Your answer must consist of the records below, reproduced exactly, with every picture removed.

* * * * *

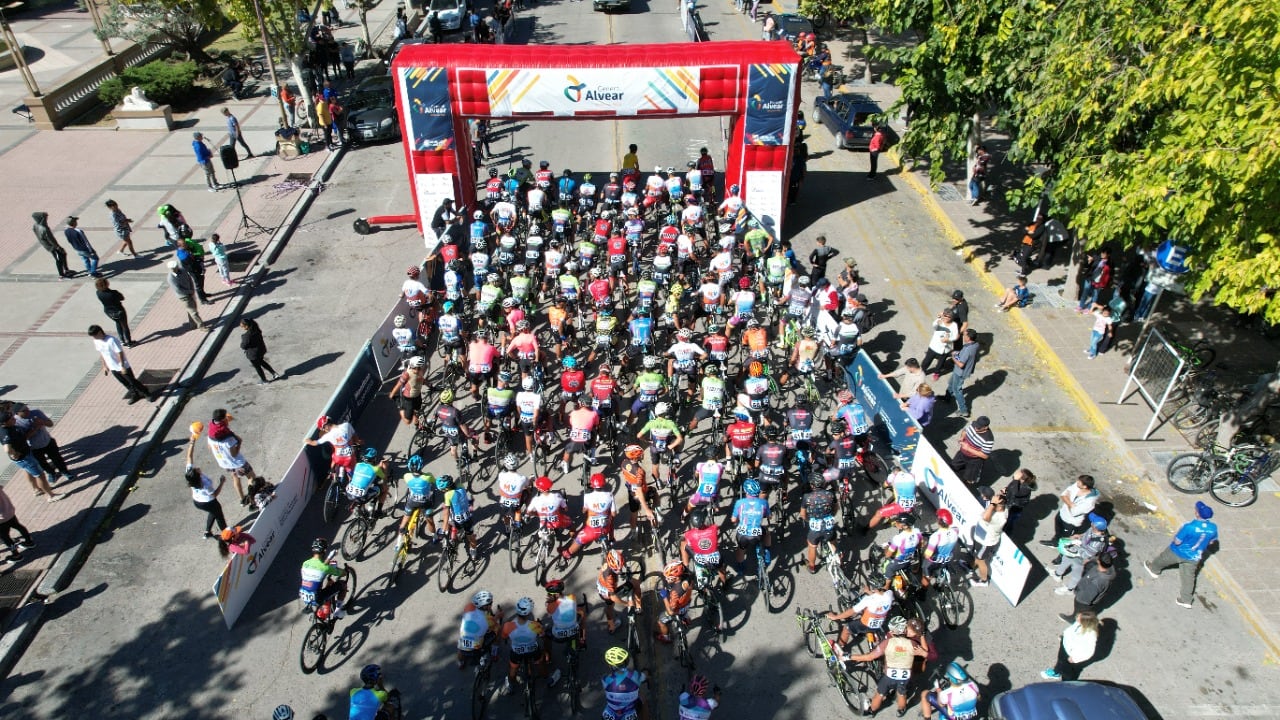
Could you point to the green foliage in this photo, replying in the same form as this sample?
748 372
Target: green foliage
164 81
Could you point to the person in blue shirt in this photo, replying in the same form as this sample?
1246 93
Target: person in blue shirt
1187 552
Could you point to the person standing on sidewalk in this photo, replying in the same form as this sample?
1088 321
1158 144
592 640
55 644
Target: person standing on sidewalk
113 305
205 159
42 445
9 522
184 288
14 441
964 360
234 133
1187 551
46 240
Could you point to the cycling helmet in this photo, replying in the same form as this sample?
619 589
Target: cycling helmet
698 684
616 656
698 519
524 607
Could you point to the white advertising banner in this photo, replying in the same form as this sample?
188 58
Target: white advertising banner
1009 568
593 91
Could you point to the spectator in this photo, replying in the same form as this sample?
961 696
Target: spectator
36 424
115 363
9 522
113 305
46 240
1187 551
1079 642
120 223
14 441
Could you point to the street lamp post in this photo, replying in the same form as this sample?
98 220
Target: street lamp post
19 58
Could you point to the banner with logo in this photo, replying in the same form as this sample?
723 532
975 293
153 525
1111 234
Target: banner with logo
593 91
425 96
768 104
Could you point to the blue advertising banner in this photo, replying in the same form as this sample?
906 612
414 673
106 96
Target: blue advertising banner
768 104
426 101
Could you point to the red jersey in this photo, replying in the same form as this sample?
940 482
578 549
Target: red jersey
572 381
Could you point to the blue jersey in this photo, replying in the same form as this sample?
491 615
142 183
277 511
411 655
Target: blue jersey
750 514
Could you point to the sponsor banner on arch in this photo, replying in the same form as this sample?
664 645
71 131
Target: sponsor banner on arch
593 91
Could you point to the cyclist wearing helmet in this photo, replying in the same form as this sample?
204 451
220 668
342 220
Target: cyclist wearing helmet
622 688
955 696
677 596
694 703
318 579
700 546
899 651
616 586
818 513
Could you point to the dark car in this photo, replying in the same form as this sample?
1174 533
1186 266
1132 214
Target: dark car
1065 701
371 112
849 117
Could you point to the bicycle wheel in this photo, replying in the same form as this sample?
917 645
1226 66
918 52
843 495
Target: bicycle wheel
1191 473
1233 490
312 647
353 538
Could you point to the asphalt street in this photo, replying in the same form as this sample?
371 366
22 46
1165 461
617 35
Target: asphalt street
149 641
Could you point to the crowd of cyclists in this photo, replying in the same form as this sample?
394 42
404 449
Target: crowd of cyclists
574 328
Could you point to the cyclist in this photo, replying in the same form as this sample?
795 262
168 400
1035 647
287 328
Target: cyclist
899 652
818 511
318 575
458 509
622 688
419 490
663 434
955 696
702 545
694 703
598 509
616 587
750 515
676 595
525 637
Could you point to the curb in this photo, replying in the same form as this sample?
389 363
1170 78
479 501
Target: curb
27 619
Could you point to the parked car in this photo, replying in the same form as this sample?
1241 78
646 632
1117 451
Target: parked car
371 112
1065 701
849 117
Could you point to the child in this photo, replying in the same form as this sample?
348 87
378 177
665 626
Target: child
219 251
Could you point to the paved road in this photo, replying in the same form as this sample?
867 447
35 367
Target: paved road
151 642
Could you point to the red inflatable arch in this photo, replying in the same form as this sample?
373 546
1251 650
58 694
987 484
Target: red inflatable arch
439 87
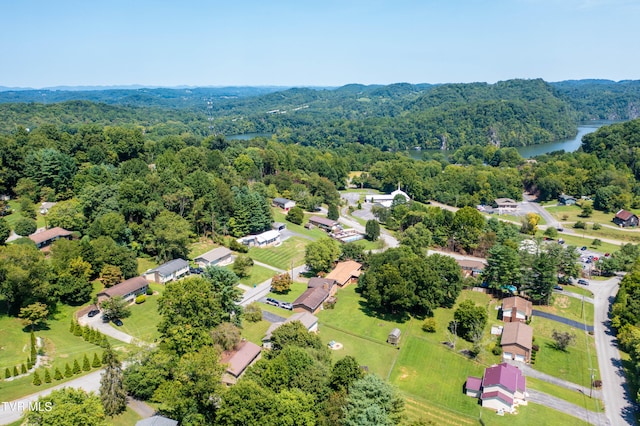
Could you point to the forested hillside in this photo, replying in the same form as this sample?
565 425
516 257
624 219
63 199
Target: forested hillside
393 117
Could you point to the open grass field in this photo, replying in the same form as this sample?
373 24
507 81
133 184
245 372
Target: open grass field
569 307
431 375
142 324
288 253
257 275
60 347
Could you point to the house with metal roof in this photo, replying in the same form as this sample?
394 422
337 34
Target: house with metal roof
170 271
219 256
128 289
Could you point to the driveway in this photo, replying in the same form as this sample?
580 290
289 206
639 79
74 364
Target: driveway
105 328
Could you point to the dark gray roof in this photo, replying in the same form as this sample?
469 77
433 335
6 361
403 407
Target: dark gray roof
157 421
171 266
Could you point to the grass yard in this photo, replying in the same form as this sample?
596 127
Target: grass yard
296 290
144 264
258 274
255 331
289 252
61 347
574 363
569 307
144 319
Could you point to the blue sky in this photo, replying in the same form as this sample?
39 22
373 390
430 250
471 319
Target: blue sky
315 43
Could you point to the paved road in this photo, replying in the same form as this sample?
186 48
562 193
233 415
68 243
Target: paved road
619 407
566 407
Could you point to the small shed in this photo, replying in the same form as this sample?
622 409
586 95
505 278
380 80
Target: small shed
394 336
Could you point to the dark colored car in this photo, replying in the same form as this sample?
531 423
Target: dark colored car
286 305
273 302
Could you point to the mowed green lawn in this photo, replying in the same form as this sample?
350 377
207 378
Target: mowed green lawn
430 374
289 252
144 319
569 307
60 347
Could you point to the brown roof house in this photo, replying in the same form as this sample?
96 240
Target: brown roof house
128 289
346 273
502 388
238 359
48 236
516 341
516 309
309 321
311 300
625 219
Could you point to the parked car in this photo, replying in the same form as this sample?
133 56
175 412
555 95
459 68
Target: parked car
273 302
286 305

* * * * *

-- Finished task --
Could you point to the green foliage in this photo, replying in the same form as this sample?
748 372
Target: green foliage
164 81
Could you point to the person in blue shirt in this photo, replying in the same form as this sample?
1246 93
Target: person in blue shirt
1187 552
Could you point to the person standing on sidewalk in this photo, replying in the same form as this sample?
1088 321
1158 144
592 640
55 644
Target: person standing on sidewalk
113 305
205 159
42 445
9 522
184 288
14 441
964 360
234 133
1187 551
46 240
Could you point to the cycling helmet in this photo, replying in the same form as this sample?
619 589
Target: cycling helmet
698 684
616 656
698 519
524 607
Could you point to the white advertising banner in this photo, replying in the same form as this sample?
188 58
Target: white advertising banner
1009 568
593 91
Could you point to the spectator in this photo, replying in the same form as this sample?
961 696
Target: spectator
36 424
115 363
9 522
113 305
46 240
1187 551
1079 642
120 223
14 441
Could you point to the street lamp post in this photo, replying in the same form as this sample?
98 220
Target: street lamp post
19 58
Could you point to the banner with logo in this photo, replying in the same form as this sample?
723 532
975 293
153 525
1111 234
Target: banner with logo
593 91
425 96
768 104
Could you point to the blue advertising banner in this photo, replying in the same form as this sample?
906 612
414 673
106 96
Target: blue advertising banner
768 104
426 101
Could you point to the red jersey in this photo, replying in the same form as this sample?
940 482
578 549
Target: red jersey
572 381
Could you point to the blue jersey in this photo, replying in the same form as this sample?
491 615
142 183
277 511
411 655
Target: blue jersey
750 514
Could you point to the sponsor banner on arch in this photo, replying in the same form as this sample?
664 645
71 131
Target: sponsor banner on arch
593 91
Could you point to the cyclist wearing helmet in this photo, replying in the same form as this sample?
204 451
220 668
342 220
Target: cyclist wearing helmet
622 688
955 696
677 596
694 703
318 579
700 546
899 651
616 586
818 513
Could you point to the dark car in this photo, replying in the same form as this sample?
1174 533
1186 266
1132 214
Target: dark car
1065 701
371 112
849 117
Could you point to the bicycle wheel in this photo, replying in the same form as this sample?
917 645
1226 66
918 52
843 495
Target: bicycle wheel
1191 473
1233 490
312 647
353 538
Could you point to the asphalt street in this photo, replying in the same form as this sample?
371 366
22 46
1165 461
617 35
Target: asphalt street
149 641
Could you point to the crowd of cyclists in this photo, replying in the same form as this sample?
394 42
404 449
Target: crowd of cyclists
574 328
Could you point to the cyclist in this photo, replying in the same form as this sample?
795 262
168 400
1035 647
287 328
Target: cyclist
899 652
818 511
318 575
458 509
622 688
419 490
663 434
955 696
702 545
694 703
598 509
616 587
750 515
676 595
525 637
Could you point to the curb in this photo, replying in the same form as this sample?
389 363
1170 78
479 501
Target: curb
27 619
Could you point to the parked car in this photo, replying in the same form as this sample?
1241 78
646 632
1117 451
Target: parked car
371 112
1065 701
849 117
Could you point to the child in this photo, replying in the same form as this sample?
348 87
378 177
665 626
Target: child
219 251
Could you point to the paved road in this photo, replying in the same form as this sample?
867 447
35 367
Target: paved road
151 642
Could you point to the red inflatable arch in this photo, replying in the same form as this sample?
373 546
1251 650
58 694
987 484
Target: red inflatable arch
439 87
Could you point to the forested hillside in this photo, replying in the same form as this sample?
565 425
516 257
624 219
63 199
Target: forested hillside
393 117
Could you point to the open grass field in this photo, replying in the same form as this sample?
373 24
507 81
133 184
245 372
Target: open grass field
569 307
431 375
142 324
288 253
257 275
60 347
Could you point to the house with metal roof in this photo, replying in the same form as this sample?
394 422
337 34
Target: house with metal roof
170 271
219 256
128 289
Could you point to the driveway in this photo, replying in the same form as this sample?
580 290
289 206
639 79
74 364
Target: driveway
105 328
Could you point to the dark gray roof in this photo, replying in the same form as this sample?
469 77
433 335
6 361
403 407
Target: dark gray roof
157 421
171 266
Could you point to the grass yard in this photo, replying in the same form as this sample?
596 127
Target: grass yard
296 290
144 264
258 274
255 331
289 252
61 347
574 363
569 307
144 319
Could you point to the blue sky in this photo, replying in the same form as this sample?
39 22
373 390
430 250
471 319
Target: blue sky
315 43
Could you point to the paved road in this photo, replying in the same form as this sample?
186 48
562 193
233 415
68 243
Target: paved road
619 407
566 407
Could you point to the small shed in this photo, replying in the same form as this sample?
622 409
586 95
505 278
380 80
Target: small shed
394 336
Could you point to the dark colored car in this photo, replying in the same form as this sample?
531 423
Target: dark colored car
286 305
273 302
Could you point to the mowed green lawn in this photo, replying in the same form as this sample?
350 377
207 378
Target: mowed green lawn
430 374
289 252
144 319
569 307
60 347
Could you point to the brown roof house in this photo, replying in the same form as this sample?
96 240
Target: brown roof house
128 289
346 273
502 388
238 359
48 236
516 341
516 309
309 321
311 300
625 219
Could you point to the parked car in this photo, replying in the same form as this sample?
133 56
175 412
555 95
459 68
Target: parked car
273 302
286 305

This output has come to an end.